** JOB 1 **
Write out the rows from the line containing "Where can you see the sky" through the end of the rows, inclusive, reproducing each line verbatim. Omit the pictures from your answer.

** DOCUMENT **
_ _ _ _ _

It appears that Richard Solly suffered financial hardship and his impressive house at Field Head, Sheffield was let as a consequence. His obituary in the Sheffield Independent of
6 February 1869 noted that Richard took an active part in local and social affairs. He was president of the Literary and Philosophical Society, member of the town council and elected alderman and was principal promoter for the establishment of the Free Library (the building in which I knitted together his story).
In 1859 Richard Solly left Sheffield hoping soon to return, travelling to Chile to prosecute the claim of his wife Mary Frances Eliza as heiress of her father who had died there.
Unfortunately, in Chile ‘the law’s delay” is an enormous magnitude, and is attended by one still worse, the corruptibility of the ministers of the law (from his obituary in the Sheffield Independent)
The inheritance case ran over 10 years and the much-harassed Richard died in Chile in 1869 aged just 62. James Solly married Caroline Fordham and lived in Toll End Hall, Tipton (see below) and had a son born there in 1854.

_ _ _ _ _

(Point labeling dataset excerpts)
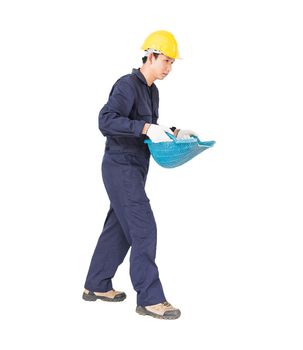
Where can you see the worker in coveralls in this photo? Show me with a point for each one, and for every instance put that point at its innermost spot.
(129, 116)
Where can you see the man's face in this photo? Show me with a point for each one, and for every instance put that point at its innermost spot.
(161, 66)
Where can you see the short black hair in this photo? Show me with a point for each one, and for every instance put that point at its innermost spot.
(144, 59)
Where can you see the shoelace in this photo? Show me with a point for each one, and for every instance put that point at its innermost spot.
(166, 303)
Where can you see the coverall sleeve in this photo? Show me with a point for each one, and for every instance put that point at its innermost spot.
(114, 116)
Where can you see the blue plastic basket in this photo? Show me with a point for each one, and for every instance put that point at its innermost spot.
(177, 152)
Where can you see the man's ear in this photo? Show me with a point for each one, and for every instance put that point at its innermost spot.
(150, 58)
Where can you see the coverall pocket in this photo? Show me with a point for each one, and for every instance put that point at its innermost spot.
(134, 180)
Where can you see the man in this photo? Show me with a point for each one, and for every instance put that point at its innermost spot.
(129, 116)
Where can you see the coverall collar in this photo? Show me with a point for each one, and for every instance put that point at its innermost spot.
(140, 76)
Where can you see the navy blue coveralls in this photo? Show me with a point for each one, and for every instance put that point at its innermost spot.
(130, 220)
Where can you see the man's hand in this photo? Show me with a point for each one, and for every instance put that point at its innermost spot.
(157, 133)
(186, 134)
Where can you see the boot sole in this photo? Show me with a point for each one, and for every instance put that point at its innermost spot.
(90, 297)
(141, 310)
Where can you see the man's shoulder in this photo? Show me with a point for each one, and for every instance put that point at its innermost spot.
(129, 79)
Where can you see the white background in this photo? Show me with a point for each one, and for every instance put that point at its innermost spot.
(229, 221)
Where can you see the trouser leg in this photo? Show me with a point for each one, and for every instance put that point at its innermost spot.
(124, 178)
(109, 253)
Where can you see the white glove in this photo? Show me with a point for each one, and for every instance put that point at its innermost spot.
(157, 133)
(186, 134)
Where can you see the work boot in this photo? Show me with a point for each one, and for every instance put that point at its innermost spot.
(111, 295)
(163, 310)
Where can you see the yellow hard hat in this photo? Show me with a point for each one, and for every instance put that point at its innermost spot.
(163, 42)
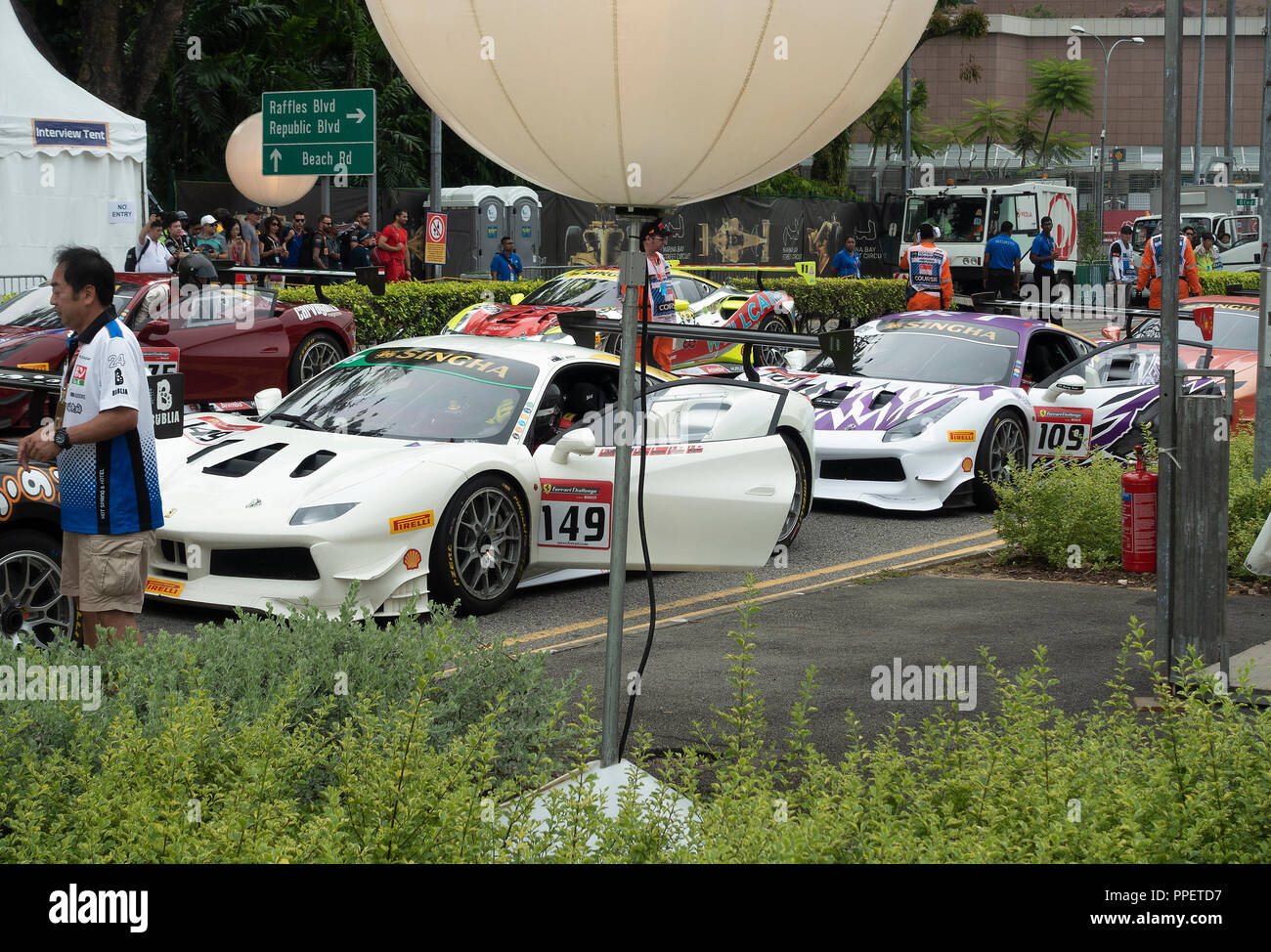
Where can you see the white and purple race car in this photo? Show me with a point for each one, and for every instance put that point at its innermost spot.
(941, 402)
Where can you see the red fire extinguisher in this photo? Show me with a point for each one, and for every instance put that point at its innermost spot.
(1139, 517)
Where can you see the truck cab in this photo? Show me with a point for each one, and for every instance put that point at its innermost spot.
(967, 216)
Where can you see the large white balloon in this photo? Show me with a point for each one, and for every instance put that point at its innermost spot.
(242, 163)
(648, 102)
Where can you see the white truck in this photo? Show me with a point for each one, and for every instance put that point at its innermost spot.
(967, 216)
(1227, 211)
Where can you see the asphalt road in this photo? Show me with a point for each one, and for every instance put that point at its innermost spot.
(838, 541)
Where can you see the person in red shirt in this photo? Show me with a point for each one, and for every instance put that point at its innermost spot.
(392, 246)
(931, 284)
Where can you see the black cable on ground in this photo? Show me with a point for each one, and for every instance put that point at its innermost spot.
(643, 536)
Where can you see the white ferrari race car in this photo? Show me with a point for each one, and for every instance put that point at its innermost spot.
(940, 399)
(453, 468)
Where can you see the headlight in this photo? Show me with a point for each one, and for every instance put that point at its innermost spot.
(916, 426)
(309, 515)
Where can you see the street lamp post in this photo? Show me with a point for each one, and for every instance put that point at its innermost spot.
(1104, 125)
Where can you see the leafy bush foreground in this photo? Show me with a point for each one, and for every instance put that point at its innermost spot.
(1051, 508)
(236, 749)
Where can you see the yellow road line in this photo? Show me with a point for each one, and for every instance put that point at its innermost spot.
(715, 609)
(738, 590)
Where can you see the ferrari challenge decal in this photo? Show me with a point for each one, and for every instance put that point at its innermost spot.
(408, 524)
(28, 483)
(466, 364)
(161, 586)
(655, 450)
(575, 514)
(208, 430)
(1063, 431)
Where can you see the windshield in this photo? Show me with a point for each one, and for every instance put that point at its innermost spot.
(403, 393)
(576, 291)
(30, 309)
(1236, 328)
(960, 219)
(1147, 228)
(932, 351)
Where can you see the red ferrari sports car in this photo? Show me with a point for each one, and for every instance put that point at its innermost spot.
(229, 341)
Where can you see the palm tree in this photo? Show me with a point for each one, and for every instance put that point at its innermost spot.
(1025, 136)
(989, 119)
(1060, 87)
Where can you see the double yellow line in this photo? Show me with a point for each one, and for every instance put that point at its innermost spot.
(983, 541)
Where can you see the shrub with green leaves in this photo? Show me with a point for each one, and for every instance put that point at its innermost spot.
(1216, 281)
(1045, 511)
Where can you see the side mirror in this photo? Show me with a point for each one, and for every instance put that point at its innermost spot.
(155, 326)
(1072, 384)
(267, 399)
(576, 440)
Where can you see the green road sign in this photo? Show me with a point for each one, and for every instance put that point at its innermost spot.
(318, 132)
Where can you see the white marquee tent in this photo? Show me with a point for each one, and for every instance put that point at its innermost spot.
(71, 167)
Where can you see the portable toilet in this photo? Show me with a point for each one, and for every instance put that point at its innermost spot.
(525, 221)
(483, 210)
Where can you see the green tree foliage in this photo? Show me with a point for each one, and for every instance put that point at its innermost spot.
(989, 119)
(1059, 87)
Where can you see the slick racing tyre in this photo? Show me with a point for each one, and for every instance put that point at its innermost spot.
(1004, 443)
(313, 356)
(32, 608)
(481, 545)
(802, 498)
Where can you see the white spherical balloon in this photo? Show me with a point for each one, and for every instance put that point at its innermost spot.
(242, 163)
(648, 102)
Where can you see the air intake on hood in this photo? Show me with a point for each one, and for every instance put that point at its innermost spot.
(882, 398)
(313, 462)
(244, 462)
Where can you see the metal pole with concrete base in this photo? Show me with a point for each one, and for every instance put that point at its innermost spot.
(1168, 270)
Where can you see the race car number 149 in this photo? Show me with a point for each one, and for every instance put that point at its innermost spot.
(1064, 431)
(575, 515)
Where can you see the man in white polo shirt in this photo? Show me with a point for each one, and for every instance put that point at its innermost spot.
(103, 440)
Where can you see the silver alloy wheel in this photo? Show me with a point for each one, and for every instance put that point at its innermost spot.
(1008, 447)
(488, 542)
(319, 355)
(796, 510)
(30, 584)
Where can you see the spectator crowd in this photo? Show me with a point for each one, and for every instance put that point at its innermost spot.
(259, 240)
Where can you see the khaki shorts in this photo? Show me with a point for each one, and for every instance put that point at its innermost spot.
(107, 572)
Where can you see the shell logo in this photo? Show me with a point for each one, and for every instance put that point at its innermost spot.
(1064, 216)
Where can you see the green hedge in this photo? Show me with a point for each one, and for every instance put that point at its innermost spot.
(1046, 511)
(838, 297)
(1216, 281)
(224, 754)
(408, 308)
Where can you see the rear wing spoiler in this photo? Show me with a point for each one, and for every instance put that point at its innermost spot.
(583, 325)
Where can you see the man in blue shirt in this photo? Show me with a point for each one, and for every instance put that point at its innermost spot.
(1002, 262)
(506, 266)
(847, 263)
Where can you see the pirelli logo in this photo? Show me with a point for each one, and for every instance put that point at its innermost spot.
(160, 586)
(408, 524)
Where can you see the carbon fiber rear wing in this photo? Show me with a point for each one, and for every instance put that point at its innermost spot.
(583, 325)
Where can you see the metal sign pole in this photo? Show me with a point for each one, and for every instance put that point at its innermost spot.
(1262, 406)
(1168, 270)
(632, 274)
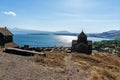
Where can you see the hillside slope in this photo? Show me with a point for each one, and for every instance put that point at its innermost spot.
(60, 66)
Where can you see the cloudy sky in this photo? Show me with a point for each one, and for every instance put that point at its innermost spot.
(56, 15)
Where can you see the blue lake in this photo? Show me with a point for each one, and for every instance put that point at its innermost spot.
(48, 40)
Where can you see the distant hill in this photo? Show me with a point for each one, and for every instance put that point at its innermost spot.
(37, 32)
(109, 34)
(26, 31)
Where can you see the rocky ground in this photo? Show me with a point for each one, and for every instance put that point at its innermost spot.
(60, 66)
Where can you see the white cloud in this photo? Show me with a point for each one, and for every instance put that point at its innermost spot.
(68, 14)
(10, 13)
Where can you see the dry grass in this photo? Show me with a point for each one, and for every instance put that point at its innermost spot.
(51, 60)
(60, 66)
(101, 66)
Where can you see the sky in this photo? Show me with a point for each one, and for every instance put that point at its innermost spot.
(92, 16)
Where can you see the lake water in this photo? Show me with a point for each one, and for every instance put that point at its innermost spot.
(47, 40)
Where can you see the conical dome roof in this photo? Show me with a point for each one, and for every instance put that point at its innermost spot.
(82, 34)
(82, 37)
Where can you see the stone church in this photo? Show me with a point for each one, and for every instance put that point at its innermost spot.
(82, 45)
(6, 38)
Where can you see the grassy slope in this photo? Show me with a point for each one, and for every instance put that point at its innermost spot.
(60, 66)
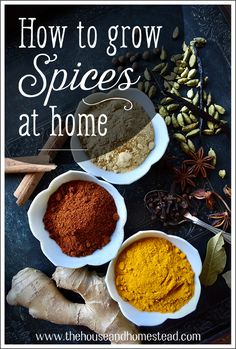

_ _ _ _ _

** JOB 2 **
Continue the account of Richard Solly and his family from the point at which it stops.

** EXPECTED OUTPUT 1 **
Where can you see the sky in this photo? Show me with a point for each one, and for every instance put that point at its innermost spot.
(92, 16)
Where can you see the lake water in this photo? Show me with a point for each one, and for every instance put that point at its innermost spot.
(47, 40)
Where can you see the conical dome roof in this photo? Show me with a point for each one, and for every instance put that point at its innermost spot.
(82, 34)
(82, 37)
Where can you see the stone church in this photo? Show me with a point for each one, and for every instance put that point at its innermost spot.
(82, 45)
(6, 38)
Where can you see the grassy slope in this photo? Show me with a point for each one, and for every instance put that point at its innermost spot.
(60, 66)

** EXPECTED OUTPUT 2 **
Their brother Nathaniel Neal Solly (1811-1895) was born in London, moved to Staffs and became an iron master himself, trading as Solly, Hollis and Sons at Dividable, Rowley Regis. In 1844 he married Martha Fordham (sister of Caroline?) and lived at Royston, Cambs. The brothers’ parents were Hollis Solly & Charlotte Harrison – Hollis was one of 14 children of the Baltic Timber Merchant, Isaac Solly and Elizabeth Neal.
(Richard Solly and I are descended from a common ancestor John Solly 1661-1748 and Martha Le Gay
Ed: I asked George about the sources he used to find this information and he replied:
Initial Google search didn’t reveal much but during the visit to Sheffield Library:
Whites and PO Directories of Sheffield – 1841, 1856, 1856, 1860 (not in 1865 or 1871 Directories)
Also microfilms of local papers and the census of 1851: James, head of household, Toll End Hall, Tipton, ironmaster employing 220 men, his brother Richard, Richard’s wife Mary Frances Eliza and their father Hollis aged 77.
Also, old Ordnance Survey Maps, Great Bridge and Toll End 1902 and 1913 and locality guides at the library.